* [What is expected]:
Write each line of the items below as a JSON list of strings, one string per line, skipping any blank lines. Leave the pictures out.

Start Entries supplied

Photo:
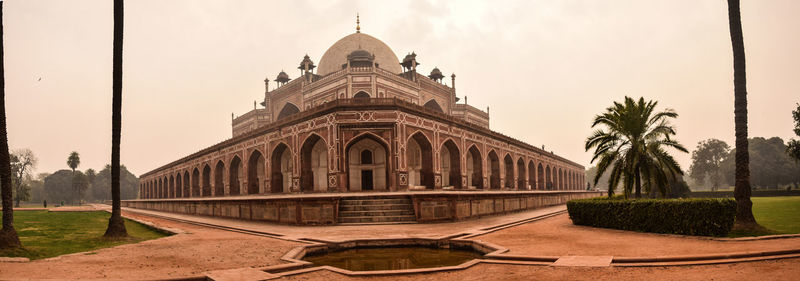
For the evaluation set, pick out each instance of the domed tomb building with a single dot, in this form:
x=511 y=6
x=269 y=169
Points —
x=361 y=120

End Entries supplied

* [Written reply]:
[
  "Photo:",
  "For the evaluation set, pick out each instance of the domed tomb building with a single dot, in this form:",
  "x=511 y=6",
  "x=269 y=169",
  "Points —",
  "x=361 y=120"
]